- **PROBLEM DETAILS**:
Repeat only part of the entries. Start at the line that has "384L318 386L327 383V376L315" and keep going through the last line, exactly as given.

EXTRACTED ENTRIES: Begin

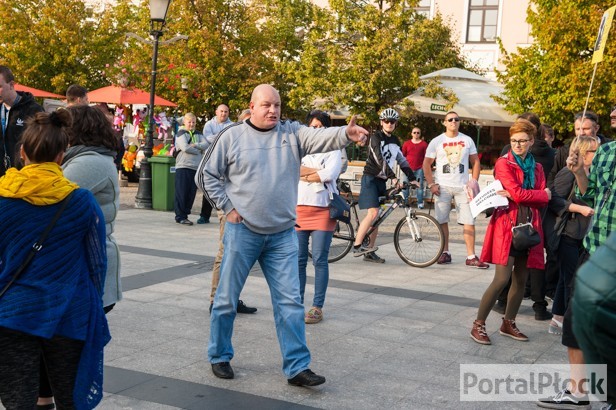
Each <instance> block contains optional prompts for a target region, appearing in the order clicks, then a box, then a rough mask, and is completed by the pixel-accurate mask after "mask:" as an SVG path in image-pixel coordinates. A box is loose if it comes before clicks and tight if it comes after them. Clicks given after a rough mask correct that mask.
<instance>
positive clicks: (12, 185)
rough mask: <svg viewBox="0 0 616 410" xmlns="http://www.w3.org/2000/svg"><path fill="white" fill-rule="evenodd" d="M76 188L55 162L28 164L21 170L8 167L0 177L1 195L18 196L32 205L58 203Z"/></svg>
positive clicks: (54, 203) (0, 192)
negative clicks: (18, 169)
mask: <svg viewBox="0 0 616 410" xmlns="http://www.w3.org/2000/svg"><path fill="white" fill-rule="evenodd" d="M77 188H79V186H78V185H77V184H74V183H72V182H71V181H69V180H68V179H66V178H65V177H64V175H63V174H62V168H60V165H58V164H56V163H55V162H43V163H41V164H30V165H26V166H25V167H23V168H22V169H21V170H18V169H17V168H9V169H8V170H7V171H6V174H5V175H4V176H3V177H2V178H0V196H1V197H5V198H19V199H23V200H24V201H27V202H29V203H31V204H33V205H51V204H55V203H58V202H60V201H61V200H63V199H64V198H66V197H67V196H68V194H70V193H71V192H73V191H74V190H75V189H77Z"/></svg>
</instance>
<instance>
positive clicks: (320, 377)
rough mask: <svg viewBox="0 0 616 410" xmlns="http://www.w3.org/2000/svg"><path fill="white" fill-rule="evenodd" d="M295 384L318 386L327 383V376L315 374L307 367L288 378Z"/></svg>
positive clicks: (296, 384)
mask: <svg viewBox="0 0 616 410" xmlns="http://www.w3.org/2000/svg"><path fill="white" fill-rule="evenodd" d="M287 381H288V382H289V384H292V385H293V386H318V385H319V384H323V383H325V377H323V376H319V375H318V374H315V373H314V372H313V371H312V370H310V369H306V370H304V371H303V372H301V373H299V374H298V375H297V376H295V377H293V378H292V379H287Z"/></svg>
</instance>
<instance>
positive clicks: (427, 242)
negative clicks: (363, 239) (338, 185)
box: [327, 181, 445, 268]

EXTRACTED ENTRIES: End

- **SOLVED EXERCISE**:
rough mask: <svg viewBox="0 0 616 410" xmlns="http://www.w3.org/2000/svg"><path fill="white" fill-rule="evenodd" d="M295 384L318 386L327 383V376L315 374L307 367L288 378Z"/></svg>
positive clicks: (296, 384)
mask: <svg viewBox="0 0 616 410" xmlns="http://www.w3.org/2000/svg"><path fill="white" fill-rule="evenodd" d="M287 381H288V382H289V384H292V385H293V386H318V385H319V384H323V383H325V377H323V376H319V375H318V374H315V373H314V372H313V371H312V370H310V369H306V370H304V371H303V372H301V373H299V374H298V375H297V376H295V377H293V378H292V379H287Z"/></svg>
</instance>
<instance>
positive clicks: (427, 242)
negative clicks: (363, 239) (338, 185)
box: [327, 181, 445, 268]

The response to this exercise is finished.